Your assignment -> Filter the entries below down to the lines that hold "nose".

Extracted entries ->
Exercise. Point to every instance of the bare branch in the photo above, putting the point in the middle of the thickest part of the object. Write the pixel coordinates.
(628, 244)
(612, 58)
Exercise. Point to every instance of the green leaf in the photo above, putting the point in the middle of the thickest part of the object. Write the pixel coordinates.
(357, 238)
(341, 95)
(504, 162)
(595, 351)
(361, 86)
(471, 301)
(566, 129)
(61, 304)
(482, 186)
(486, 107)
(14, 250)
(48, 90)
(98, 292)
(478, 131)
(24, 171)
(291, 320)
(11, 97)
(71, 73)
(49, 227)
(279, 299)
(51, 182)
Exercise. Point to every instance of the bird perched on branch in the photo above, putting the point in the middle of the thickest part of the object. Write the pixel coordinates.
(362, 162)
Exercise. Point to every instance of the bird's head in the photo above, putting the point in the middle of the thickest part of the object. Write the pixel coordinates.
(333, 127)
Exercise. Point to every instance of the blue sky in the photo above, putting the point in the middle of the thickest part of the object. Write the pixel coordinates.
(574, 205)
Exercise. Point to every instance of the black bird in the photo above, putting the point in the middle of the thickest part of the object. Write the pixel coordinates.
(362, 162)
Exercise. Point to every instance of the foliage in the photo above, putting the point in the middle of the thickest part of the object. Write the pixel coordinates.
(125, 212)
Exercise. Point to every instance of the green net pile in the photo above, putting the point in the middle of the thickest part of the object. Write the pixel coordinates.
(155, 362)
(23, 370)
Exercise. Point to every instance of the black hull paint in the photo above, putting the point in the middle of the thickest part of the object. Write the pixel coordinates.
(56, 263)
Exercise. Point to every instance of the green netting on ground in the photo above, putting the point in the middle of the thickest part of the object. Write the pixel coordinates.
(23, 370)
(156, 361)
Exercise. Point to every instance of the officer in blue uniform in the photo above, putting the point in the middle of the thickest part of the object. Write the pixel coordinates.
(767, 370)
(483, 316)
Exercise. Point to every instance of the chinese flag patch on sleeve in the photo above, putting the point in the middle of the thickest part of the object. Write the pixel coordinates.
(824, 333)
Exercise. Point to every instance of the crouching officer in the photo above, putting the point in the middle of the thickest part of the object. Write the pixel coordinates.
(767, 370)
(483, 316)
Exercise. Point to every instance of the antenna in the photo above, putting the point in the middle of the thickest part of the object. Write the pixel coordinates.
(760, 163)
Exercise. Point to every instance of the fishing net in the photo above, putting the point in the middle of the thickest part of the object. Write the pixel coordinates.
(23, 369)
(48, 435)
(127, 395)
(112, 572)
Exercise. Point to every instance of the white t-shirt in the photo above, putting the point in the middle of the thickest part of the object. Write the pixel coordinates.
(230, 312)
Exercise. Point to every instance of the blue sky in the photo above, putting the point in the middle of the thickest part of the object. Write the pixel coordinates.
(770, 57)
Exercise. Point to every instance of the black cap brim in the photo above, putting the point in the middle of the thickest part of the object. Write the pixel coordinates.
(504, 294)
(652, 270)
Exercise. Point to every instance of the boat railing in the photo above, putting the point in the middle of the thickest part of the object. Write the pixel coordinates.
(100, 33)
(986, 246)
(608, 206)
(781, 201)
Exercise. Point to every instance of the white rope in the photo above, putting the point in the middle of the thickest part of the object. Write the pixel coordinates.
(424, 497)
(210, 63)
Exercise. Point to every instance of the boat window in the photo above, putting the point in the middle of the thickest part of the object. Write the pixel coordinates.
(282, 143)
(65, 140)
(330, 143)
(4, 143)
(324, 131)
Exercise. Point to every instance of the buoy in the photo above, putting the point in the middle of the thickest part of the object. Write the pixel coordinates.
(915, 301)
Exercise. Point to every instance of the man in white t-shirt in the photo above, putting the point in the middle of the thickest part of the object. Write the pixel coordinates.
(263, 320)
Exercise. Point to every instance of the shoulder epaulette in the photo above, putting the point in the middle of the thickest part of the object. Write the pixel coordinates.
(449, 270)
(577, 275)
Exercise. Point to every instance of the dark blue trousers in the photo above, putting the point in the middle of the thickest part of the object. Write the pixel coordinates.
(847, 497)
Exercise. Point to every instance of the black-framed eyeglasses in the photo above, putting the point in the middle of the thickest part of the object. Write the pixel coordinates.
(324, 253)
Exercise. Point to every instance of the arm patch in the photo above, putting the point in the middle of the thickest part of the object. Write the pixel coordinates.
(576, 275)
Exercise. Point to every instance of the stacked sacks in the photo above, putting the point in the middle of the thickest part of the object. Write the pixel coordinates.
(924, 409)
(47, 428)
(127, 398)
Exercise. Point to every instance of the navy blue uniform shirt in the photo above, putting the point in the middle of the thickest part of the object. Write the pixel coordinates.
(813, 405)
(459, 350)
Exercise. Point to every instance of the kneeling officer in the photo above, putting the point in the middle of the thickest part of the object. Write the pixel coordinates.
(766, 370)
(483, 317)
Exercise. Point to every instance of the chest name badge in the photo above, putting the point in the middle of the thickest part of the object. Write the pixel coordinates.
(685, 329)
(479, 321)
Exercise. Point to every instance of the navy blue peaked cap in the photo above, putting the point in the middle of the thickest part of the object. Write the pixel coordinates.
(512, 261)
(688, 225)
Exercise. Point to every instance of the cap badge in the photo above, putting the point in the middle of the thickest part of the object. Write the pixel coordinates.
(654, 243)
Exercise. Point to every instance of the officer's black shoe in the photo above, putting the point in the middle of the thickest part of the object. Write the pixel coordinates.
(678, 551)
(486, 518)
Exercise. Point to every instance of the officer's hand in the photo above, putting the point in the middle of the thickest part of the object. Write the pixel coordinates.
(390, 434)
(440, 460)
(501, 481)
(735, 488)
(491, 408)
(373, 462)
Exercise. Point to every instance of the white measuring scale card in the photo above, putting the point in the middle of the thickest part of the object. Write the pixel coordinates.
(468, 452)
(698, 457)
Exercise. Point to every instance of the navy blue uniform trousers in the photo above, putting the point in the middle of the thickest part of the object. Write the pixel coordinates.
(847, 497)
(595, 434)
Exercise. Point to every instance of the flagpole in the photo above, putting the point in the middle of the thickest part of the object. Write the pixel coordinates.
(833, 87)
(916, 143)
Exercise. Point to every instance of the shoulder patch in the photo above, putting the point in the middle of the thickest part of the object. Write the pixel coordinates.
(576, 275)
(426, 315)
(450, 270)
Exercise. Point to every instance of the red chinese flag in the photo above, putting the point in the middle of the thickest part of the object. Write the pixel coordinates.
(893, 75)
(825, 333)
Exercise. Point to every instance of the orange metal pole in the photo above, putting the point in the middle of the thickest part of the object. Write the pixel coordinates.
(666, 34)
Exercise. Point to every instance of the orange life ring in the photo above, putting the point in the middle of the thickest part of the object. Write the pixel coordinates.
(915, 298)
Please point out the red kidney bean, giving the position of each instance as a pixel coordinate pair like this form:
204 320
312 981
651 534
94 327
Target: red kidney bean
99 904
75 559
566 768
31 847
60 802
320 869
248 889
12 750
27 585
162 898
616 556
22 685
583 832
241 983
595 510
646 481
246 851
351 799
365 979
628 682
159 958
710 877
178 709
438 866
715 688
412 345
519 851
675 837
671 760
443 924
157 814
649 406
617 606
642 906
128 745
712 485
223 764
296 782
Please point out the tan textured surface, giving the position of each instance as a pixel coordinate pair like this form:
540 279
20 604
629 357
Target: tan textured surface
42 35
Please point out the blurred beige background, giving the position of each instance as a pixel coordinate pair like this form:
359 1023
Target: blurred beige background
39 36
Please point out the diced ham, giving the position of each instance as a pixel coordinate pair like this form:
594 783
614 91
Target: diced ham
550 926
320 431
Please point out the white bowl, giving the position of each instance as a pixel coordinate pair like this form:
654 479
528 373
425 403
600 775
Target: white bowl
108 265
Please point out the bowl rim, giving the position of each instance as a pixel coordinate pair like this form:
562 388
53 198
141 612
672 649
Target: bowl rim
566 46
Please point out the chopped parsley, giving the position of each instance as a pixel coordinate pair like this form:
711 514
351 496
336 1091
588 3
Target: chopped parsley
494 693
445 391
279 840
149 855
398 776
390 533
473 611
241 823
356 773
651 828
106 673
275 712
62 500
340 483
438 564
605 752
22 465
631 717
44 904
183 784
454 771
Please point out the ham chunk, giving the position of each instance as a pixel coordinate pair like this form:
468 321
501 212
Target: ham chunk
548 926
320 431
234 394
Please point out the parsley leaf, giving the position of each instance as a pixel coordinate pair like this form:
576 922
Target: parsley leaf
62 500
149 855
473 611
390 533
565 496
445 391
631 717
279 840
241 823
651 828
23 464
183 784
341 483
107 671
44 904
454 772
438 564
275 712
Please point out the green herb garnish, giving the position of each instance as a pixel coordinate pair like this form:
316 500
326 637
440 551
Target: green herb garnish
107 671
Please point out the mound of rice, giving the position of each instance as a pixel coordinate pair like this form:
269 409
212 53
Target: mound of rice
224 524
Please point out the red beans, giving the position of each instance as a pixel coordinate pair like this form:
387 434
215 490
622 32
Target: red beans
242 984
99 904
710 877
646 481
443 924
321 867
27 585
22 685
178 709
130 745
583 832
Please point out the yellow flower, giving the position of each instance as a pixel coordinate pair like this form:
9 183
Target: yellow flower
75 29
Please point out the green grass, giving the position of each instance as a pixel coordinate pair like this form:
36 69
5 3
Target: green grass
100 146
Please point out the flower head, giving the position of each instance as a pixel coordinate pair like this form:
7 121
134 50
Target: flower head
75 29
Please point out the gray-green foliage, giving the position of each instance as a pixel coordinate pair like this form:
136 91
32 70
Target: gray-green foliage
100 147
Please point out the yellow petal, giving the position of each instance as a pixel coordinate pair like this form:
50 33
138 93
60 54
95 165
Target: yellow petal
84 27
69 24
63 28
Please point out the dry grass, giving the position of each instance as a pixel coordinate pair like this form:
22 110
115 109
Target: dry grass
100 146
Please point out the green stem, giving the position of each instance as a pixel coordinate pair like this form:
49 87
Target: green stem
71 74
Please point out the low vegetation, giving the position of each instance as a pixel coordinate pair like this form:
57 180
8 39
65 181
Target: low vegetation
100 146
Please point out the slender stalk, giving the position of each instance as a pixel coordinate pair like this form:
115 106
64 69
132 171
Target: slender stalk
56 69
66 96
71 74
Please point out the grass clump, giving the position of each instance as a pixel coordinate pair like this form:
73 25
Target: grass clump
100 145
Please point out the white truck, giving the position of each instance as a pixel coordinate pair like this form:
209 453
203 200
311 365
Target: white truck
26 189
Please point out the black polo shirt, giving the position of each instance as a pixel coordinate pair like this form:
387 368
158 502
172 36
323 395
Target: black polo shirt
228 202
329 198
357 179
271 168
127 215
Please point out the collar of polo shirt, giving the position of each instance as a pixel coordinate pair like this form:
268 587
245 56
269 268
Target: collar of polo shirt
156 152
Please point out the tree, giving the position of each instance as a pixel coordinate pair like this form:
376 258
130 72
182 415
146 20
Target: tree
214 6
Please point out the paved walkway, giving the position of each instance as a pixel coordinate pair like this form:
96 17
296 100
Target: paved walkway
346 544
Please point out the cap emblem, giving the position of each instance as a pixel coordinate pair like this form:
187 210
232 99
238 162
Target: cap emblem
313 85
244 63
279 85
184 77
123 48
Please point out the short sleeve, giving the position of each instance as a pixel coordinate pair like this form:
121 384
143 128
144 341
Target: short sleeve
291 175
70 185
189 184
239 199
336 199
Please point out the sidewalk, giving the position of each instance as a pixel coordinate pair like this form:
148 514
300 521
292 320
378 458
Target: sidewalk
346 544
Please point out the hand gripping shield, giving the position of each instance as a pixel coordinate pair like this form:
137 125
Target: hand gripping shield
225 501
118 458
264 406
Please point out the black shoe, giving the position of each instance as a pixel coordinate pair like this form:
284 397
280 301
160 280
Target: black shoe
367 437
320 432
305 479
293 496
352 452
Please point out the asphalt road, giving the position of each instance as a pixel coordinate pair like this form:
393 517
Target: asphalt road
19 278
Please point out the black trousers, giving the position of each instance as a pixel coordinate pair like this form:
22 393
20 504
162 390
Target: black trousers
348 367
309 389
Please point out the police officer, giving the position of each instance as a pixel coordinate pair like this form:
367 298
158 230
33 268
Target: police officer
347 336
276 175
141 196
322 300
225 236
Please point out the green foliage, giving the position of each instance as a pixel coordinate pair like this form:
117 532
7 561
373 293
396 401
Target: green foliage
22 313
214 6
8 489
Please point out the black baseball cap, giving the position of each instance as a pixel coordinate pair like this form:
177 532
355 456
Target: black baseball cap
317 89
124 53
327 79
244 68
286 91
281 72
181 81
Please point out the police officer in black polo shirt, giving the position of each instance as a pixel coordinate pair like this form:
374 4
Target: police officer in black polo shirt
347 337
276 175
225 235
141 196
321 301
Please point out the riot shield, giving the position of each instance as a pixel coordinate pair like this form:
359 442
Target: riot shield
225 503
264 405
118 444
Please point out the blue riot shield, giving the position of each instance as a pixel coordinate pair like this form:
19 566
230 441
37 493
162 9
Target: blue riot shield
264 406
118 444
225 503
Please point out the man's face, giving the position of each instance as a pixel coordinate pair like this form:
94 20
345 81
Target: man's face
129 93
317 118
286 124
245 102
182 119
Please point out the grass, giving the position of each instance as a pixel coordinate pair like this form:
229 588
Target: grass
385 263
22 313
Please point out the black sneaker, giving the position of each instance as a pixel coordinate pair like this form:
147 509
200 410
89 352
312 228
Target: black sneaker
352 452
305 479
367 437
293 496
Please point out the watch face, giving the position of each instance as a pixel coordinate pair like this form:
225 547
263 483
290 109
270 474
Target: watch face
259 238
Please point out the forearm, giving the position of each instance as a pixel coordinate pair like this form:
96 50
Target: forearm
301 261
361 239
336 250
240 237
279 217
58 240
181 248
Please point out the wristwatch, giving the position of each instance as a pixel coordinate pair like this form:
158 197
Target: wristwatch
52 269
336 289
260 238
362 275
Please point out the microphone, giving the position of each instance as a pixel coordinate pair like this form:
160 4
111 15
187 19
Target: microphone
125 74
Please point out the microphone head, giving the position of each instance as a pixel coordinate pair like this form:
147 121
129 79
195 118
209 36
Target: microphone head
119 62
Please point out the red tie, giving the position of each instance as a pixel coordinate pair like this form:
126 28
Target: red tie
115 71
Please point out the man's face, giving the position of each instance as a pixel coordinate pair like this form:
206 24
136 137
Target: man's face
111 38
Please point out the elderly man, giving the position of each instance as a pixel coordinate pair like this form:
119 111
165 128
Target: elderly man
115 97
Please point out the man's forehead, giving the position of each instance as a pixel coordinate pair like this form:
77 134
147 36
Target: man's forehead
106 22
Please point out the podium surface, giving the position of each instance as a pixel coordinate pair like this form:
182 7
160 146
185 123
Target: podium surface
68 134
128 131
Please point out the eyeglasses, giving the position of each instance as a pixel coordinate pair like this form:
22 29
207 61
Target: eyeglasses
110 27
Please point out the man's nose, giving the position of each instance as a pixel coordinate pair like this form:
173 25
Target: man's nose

Result of the task ->
Please point out the man's nose, giving the position of each instance as a pixel coordinate pair like this form:
Target: man's nose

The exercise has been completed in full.